# PROMPT A:
Please extract from the Wald test documentation the passage starting with "Same as in hdeff." and going on through "to be estimated.", copying it word for word.
# PROMPT B:
In the Wald test documentation, condense the paragraph beginning "Logical, for the standard error computations" into a short bulleted list that keeps its main facts.

BEGIN READING TEXT

Wald Test Statistics Evaluated at the Null Values

Generic function that computes Wald test statistics evaluated at the null values (consequently they do not suffer from the Hauck-Donner effect).

Usage

wald.stat(object, ...)
wald.stat.vlm(object, values0 = 0, subset = NULL, omit1s = TRUE,
          all.out = FALSE, orig.SE = FALSE, iterate.SE = TRUE,
          trace = FALSE, ...)

Arguments

object

A vglm fit.

values0

Numeric vector. The null values corresponding to the null hypotheses. Recycled if necessary.

subset

Same as in hdeff.

omit1s

Logical. Does one omit the intercepts? Because the default would be to test that each intercept is equal to 0, which often does not make sense or is unimportant, the intercepts are not tested by default. If they are tested then each linear predictor must have at least one coefficient (from another variable) to be estimated.

all.out

Logical. If TRUE then a list is returned containing various quantities such as the SEs, instead of just the Wald statistics.

orig.SE

Logical. If TRUE then the standard errors are computed at the MLE (of the original object). In practice, the (usual or unmodified) Wald statistics etc. are extracted from summary(object) because it was computed there. These may suffer from the HDE since all the SEs are evaluated at the MLE of the original object. If TRUE then argument iterate.SE may be ignored or overwritten. If orig.SE = FALSE then the \(k\)th SE uses the \(k\)th value of values0 in its computation and iterate.SE specifies the choice of the other coefficients.

This argument was previously called as.summary because if TRUE then the Wald statistics are the same as summary(glm()).

For one-parameter models setting orig.SE = FALSE results in what is called the null Wald (NW) statistic by some people, e.g., Laskar and King (1997) and Goh and King (1999). The NW statistic does not suffer from the HDE.

iterate.SE

Logical, for the standard error computations. If TRUE then IRLS iterations are performed to get MLEs of the other regression coefficients, subject to one coefficient being equal to the appropriate values0 value. If FALSE then the other regression coefficients have values obtained at the original fit. It is recommended that a TRUE be used as the answer tends to be more accurate. If the large (VLM) model matrix only has one column and iterate.SE = TRUE then an error will occur because there are no other regression coefficients to estimate.

END READING TEXT
BEGIN RECORDS

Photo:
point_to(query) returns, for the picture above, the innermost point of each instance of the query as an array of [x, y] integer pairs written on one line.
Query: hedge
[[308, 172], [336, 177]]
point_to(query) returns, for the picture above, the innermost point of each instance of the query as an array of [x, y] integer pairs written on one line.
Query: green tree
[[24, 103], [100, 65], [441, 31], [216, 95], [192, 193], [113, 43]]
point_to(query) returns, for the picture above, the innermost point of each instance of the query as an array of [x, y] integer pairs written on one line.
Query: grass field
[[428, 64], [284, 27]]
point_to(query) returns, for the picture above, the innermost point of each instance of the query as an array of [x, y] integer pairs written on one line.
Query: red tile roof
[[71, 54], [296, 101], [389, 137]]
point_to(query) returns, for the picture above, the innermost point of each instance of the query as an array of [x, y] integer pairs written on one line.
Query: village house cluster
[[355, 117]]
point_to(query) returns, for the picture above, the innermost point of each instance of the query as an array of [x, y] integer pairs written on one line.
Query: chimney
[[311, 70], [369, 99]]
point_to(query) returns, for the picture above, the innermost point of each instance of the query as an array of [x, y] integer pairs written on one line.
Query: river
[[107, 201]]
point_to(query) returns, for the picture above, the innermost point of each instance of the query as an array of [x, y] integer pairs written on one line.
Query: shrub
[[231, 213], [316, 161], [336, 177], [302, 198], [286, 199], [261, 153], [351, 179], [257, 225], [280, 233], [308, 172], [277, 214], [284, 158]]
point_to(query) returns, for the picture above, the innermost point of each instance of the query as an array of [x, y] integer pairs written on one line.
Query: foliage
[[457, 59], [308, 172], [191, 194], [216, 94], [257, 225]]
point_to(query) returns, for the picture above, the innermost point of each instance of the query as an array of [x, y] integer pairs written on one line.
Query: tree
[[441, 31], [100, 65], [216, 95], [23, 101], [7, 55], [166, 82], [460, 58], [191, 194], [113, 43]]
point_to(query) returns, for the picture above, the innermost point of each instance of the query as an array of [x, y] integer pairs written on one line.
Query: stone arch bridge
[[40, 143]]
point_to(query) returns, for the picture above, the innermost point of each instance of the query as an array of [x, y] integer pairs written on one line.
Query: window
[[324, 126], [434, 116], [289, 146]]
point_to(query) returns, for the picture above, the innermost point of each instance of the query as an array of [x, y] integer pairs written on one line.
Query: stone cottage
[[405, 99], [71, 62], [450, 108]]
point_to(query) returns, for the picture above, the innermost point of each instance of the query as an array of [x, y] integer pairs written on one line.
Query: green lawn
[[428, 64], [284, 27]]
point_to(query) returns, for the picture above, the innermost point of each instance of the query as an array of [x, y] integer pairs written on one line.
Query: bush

END RECORDS

# CORRECT OUTPUT A:
Same as in hdeff.

omit1s

Logical. Does one omit the intercepts? Because the default would be to test that each intercept is equal to 0, which often does not make sense or is unimportant, the intercepts are not tested by default. If they are tested then each linear predictor must have at least one coefficient (from another variable) to be estimated.

# CORRECT OUTPUT B:
- Logical; applies to the standard error computations.
- TRUE: IRLS iterations find MLEs of the other regression coefficients, with one coefficient held at the appropriate values0 value.
- FALSE: the other regression coefficients keep the values from the original fit.
- TRUE is recommended because the answer tends to be more accurate.
- If the large (VLM) model matrix has only one column and iterate.SE = TRUE, an error occurs because no other regression coefficients remain to estimate.